Selected text »
+ + + + + + +

Family Travel

Independence Day

by Lou Cuthbertson

Photo: Kecko / Flickr

This is the latest installment in the Expat Chronicles of The Swiss Family Cuthbertson.

One of the first things that struck me when I moved to Zurich was the preponderance of small children on the streets, on their own, walking purposefully. Not small in stature (those would be the gnomes making gold in the Swiss bank vaults), but small, small. Young, immature, of tender years, those without sufficient street smarts. In Switzerland, children from the age of five often walk to school without their parents. When I commented on this to our relocation manager, she said that Swiss children are indeed encouraged to be independent from a very young age. Once she said that, I noticed that people don't hold their children's hands crossing the road. Children aren't driven to school or accompanied on public transport. And this autonomy starts before school-age. Swiss parents don't hover around the playgrounds waiting to intercept Moritz on his way to thump Reto for using his sandpit spades. Children are left, by and large, to get on with it. It's the opposite of helicopter parenting.

The nurseries (and, no, I don't mean schools) even organize camps for children as young as two. These are holidays which the children go on from Monday to Thursday with the nursery staff — and they have NO CONTACT with their parents during this time. Now, the non-parents reading this are probably thinking, “So what? Three nights on their own — free babysitting — why not enjoy it and go out for dinner?" Let me elaborate: three nights on their own, not being able to articulate their precise needs, still wearing nappies, under threat of attack by wild pigs, unable to spot a tick bite, with people who are not their parents, surrounded by scary gloomy trees (did you not see The Blair Witch Project??).

Perhaps the merits of independence are to be seen in a country with a spectacularly healthy economy, low unemployment, above-average sporting achievements, and a teenage population with an eerie respect for authority (despite their national dependence on Red Bull). I was once on the train when a gang of noisy teenagers got on (complete with requisite Red Bull cans). My London-trained hackles rose as I wondered what hijinks and escapades would be played out in my part of the carriage. This is what happened: They got on the train, came down the aisles, sat down, and spread out newspapers on the seats. And ONLY THEN did they put their feet up.

I think this idea of independence is linked to the Swiss concept of self-responsibility or Selbstverantwortung. If you participate in an activity — from driving a car to skiing to hiking to bicycling — if you're out there, you implicitly accept the risk of an accident, and it's up to you to inform yourself of the dangers and to get the proper insurance. Everyone is required to have insurance: personal, medical, life, travel. It seems that here you don't sue if you fall down an unmarked well whilst out walking the dog. You should have researched your route properly (and perhaps been in touch with Skippy, too). It's the antithesis of the nanny state — there are no CCTV cameras watching, there are no Health and Safety manifestos, there is no Respect Tzar. You alone are responsible for yourself and your well-being. And that starts with getting yourself to school, aged five, without a chaperone.

+ + + + + + +

Activity 1 »
Answer these questions from the essay:
(a) From what age do children in Switzerland often walk to school without their parents?
(b) How young can children be for the camps that nurseries organize?
(c) What did the teenagers on the train spread out on the seats before putting their feet up?
Activity 2 » Please print the part of the essay starting at "Perhaps the merits" and ending at "their feet up.".
The material after this point is not needed.

Dataset extract »
+ + + + + + +

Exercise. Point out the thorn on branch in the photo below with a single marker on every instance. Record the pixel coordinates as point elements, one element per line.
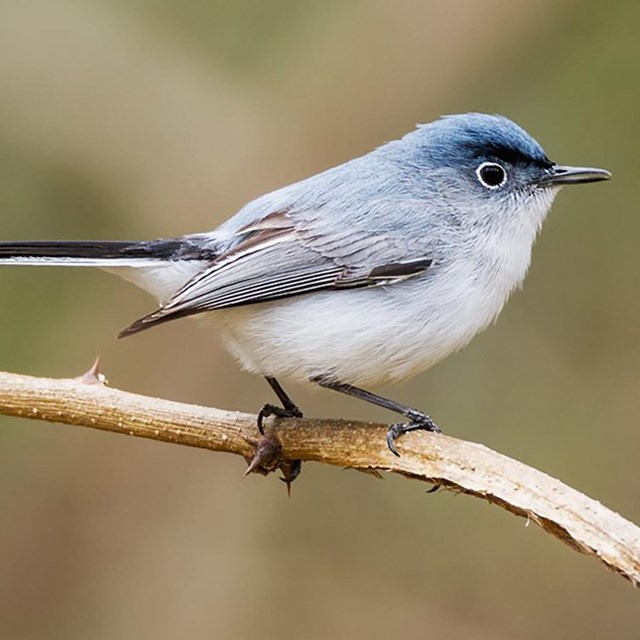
<point>93,376</point>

+ + + + + + +

Expected output 1 »
(a) Five.
(b) As young as two.
(c) Newspapers.

Expected output 2 »
Perhaps the merits of independence are to be seen in a country with a spectacularly healthy economy, low unemployment, above-average sporting achievements, and a teenage population with an eerie respect for authority (despite their national dependence on Red Bull). I was once on the train when a gang of noisy teenagers got on (complete with requisite Red Bull cans). My London-trained hackles rose as I wondered what hijinks and escapades would be played out in my part of the carriage. This is what happened: They got on the train, came down the aisles, sat down, and spread out newspapers on the seats. And ONLY THEN did they put their feet up.